Relevant issues in designing a good MAC protocol for the wireless sensor networks:

1.Energy-Efficiency: This is the foremost important factor for any issue in the sensornets.

2.Scalability: A good MAC protocol easily accommodates changes in network size, density and topology. Some nodes may die over time and new nodes may join later; some nodes may move to different locations.

3.Fairness: In traditional wireless voice or data networks, each user desires equal opportunity and time to access the medium i.e., sending and receiving packets for their own applications. Per-hop MAC level fairness is this an important issue. However, in sensor networks, all nodes cooperate for a single task and normally there is only one application running at any time. In this case fairness is not important as long as application-level performance is not degraded.

4.Latency: Latency can be important or unimportant depending on what application is running and the node state. During a period when there is no sensing event, there is normally very little data flowing in the network and most of the time nodes are in idle state. Sub-second latency is not important, and we can trade it off for energy savings by letting the node turnoff their radios to reduce the energy consumption due to idle listening.

Thus energy conservation and self-configuration are primary goals for sensor networks, while other attributes like fairness, latency, throughput and bandwidth utilization are only of secondary concern [46].

▸ DATA:

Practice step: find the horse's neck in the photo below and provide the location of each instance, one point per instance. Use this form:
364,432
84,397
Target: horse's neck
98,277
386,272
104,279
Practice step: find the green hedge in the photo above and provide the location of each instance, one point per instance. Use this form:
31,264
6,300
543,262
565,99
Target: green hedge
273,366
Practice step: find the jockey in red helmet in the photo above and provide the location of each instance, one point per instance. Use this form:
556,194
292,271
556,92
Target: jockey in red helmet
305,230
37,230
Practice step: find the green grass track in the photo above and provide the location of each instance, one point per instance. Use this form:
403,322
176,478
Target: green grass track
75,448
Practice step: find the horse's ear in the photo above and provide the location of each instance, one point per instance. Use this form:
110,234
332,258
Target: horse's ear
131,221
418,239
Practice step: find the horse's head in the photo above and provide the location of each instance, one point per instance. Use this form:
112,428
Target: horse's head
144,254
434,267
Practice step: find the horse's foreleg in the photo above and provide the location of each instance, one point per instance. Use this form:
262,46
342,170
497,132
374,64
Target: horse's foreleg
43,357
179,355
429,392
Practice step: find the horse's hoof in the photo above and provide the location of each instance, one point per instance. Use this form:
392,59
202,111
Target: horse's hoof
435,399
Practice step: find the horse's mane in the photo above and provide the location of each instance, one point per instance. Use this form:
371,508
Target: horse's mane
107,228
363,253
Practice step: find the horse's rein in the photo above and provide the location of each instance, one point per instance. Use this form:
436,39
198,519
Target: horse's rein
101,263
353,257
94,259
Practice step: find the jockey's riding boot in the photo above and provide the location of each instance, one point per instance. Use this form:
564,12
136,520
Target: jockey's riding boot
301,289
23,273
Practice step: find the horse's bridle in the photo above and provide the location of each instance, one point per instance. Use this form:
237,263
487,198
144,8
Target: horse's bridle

▸ REQUIRED WORK:
A: List the numbered design issues in the passage on MAC protocol design.
B: Copy the passage on MAC protocol design word for word, between "2.Scalability: A good" and "to different locations.", inclusive.
The data has no connection to the passage on MAC protocol design.

▸ RESULTS OF THE EXERCISE:
A: Energy-Efficiency, Scalability, Fairness, Latency

B:
2.Scalability: A good MAC protocol easily accommodates changes in network size, density and topology. Some nodes may die over time and new nodes may join later; some nodes may move to different locations.